#### [TASK DESCRIPTION]
Can you set down the stretch of the text on community health centers from "But community health" through "services they need.", word for word?

#### [TEXT FOR ANALYSIS]
One of the ideas behind universal healthcare, according to the World Health Organization (WHO), is that “all people have access to the health services they need…without financial hardship.” Per Section 330 of the Public Health Service Act, which authorizes the existence of and governs the Community Health Center program, patients of community health centers cannot “be denied health care services due to an individual’s inability to pay.”
If you were to walk into a community health center today and be financially unable to pay for any service you requested, you would not only be provided the service requested (assuming, of course, said service was provided in the health center), but staff would also work to identify any other preventive or treatment service you may need to maintain or improve your health status. By design, a community health center is required to provide an access point to healthcare services for anyone.
Another component of universal healthcare, also per the WHO, is that “should be based on strong, people-centered primary health care.” In addition following guidelines on where they operate, who they offer services to, and how those services are provided, community health centers must also follow mandates on how they are governed. Revisiting Section 330 of the Public Health Services Act, one learns that health centers are to establish “a governing board which…is composed of individuals, a majority of whom are being served by the center and who, as a group, represent the individuals being served by the center.”
What does this mean?
It means the body responsible for making decisions on how a community health center provides care is doing so through the viewpoint of the actual patients receiving the care. When community health centers face their Operational Site visits to prove to the Bureau of Primary Health Care (the component of the United States government responsible for monitoring compliance of the Community Health Center Program) that they are following all of the Section 330 regulations, one of the requirements they must meet is having a Board of Directions where at least 51% of members are patients. This patient-driven governance helps leadership within the community health center deliver services that are identified as necessary by patients and are offered with the patient experience at front of mind.
Is offering services regardless of a patient’s ability to pay an easy financial sustainability plan to enact? No, as is demonstrated by Chart 1, below.
Are all community health centers easily able to populate a Board of Directors while maintaining a 51% membership of patients? No. (And while we have talked to you in the past about Board diversification, we did not tackle the concept of patients-as-Board-members.)
But community health centers work to accomplish these things anyway, because they believe in the right of all to have access to healthcare that provides them the services they need.

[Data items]
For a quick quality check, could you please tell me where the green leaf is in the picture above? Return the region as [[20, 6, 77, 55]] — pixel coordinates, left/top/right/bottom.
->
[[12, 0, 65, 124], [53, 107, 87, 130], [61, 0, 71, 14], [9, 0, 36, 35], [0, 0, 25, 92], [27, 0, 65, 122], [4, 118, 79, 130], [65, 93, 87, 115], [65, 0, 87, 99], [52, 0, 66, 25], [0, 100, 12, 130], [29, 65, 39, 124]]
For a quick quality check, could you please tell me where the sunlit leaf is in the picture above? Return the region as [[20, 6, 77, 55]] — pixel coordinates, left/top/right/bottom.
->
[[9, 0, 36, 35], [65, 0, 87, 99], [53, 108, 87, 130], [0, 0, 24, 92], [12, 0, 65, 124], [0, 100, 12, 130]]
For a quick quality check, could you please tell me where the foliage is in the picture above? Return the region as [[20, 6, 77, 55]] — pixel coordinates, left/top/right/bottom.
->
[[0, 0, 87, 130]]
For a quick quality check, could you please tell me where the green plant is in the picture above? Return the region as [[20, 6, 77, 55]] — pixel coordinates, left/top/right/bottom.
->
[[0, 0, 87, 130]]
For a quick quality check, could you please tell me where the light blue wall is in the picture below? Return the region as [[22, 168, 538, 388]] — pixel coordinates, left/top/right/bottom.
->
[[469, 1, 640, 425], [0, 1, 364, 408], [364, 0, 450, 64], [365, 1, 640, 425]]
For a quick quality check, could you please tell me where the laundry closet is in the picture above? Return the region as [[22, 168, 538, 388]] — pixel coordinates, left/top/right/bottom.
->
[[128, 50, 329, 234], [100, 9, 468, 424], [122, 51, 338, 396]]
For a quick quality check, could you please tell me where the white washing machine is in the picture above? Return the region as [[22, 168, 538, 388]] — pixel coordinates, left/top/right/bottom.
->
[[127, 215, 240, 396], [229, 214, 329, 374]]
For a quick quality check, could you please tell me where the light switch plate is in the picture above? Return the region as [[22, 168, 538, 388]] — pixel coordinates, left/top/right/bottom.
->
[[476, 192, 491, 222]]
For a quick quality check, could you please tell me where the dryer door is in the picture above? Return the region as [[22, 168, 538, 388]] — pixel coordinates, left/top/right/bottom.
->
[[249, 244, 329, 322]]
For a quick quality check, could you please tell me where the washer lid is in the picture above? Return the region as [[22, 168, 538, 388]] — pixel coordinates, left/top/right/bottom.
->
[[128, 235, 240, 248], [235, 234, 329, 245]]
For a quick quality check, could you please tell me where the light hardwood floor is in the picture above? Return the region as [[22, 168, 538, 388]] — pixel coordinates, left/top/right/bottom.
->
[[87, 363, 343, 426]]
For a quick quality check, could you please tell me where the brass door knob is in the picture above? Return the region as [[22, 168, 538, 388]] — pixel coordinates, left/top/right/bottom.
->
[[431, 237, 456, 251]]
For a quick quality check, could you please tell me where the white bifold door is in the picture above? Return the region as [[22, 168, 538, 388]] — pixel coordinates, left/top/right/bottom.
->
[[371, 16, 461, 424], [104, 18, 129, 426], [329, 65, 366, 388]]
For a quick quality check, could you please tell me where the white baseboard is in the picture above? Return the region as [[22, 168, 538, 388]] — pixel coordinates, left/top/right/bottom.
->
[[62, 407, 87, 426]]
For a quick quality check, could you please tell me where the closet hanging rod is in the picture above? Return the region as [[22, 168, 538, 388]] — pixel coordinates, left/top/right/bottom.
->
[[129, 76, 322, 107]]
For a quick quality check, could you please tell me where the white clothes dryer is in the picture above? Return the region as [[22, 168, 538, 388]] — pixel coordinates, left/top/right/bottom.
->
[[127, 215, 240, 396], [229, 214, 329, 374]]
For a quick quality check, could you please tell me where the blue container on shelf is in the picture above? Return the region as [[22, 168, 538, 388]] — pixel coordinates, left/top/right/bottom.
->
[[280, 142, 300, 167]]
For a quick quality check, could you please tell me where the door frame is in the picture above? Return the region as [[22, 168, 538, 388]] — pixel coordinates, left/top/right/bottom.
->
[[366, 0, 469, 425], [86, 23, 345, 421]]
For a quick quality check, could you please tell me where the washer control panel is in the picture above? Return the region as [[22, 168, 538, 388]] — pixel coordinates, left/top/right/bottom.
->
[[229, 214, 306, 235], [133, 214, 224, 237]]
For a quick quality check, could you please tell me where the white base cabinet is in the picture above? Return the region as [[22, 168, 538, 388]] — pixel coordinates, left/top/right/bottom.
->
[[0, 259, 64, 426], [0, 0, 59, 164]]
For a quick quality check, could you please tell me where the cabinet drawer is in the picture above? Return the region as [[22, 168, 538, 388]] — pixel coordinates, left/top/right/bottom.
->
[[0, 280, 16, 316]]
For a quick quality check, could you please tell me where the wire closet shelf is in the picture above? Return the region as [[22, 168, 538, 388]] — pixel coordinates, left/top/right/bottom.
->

#### [REPLY]
But community health centers work to accomplish these things anyway, because they believe in the right of all to have access to healthcare that provides them the services they need.